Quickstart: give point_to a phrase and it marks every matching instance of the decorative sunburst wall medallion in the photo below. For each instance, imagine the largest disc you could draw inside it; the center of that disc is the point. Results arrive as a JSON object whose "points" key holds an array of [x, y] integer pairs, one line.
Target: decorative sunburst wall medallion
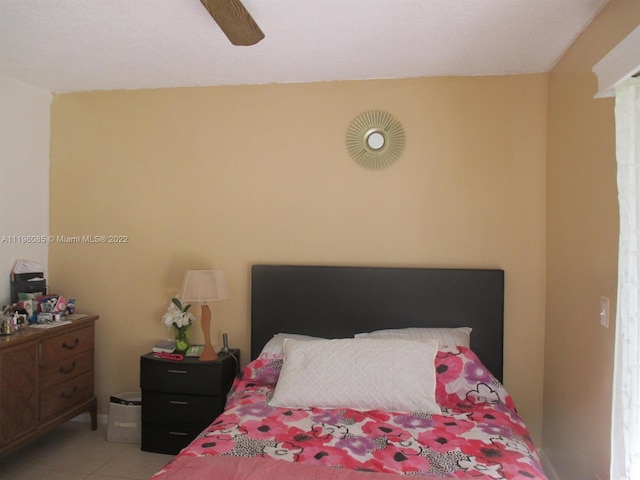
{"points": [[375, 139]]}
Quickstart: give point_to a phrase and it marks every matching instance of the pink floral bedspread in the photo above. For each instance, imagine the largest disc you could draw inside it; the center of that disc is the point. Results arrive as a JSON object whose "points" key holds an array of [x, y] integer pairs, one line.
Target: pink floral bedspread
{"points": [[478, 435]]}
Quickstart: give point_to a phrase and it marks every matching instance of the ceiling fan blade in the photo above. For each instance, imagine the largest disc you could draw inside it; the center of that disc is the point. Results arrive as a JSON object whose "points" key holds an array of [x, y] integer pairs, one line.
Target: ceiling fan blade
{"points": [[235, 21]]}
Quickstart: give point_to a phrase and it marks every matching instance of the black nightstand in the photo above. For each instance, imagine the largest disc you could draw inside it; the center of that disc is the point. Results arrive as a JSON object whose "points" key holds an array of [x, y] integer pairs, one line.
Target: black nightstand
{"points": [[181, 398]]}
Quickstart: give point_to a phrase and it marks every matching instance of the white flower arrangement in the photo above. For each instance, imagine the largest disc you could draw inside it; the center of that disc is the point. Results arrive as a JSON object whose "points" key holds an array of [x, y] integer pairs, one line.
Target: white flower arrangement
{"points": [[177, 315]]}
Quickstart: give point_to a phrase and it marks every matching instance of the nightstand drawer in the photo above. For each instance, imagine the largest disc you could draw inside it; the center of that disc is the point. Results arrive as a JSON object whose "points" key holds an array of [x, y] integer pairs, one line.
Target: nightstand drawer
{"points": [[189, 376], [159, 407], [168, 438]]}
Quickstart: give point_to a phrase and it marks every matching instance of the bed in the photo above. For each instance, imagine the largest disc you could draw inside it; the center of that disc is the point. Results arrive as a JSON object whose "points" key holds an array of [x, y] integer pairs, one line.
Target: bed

YOUR GOAL = Please copy nothing but the lines from the one that holds "instance of the bed" through the last line of the material above, exactly as written.

RESULT FOR THIS TASK =
Quickstart: give point_to a phrase and it marks every matching instance of the bed in the photo above. For each instance, imagine the largest disc you could draw inside it; the center of that disc is the point. Results arrive as a JSON object whose "points" key holds an array of [x, y] integer pairs, one line.
Target: bed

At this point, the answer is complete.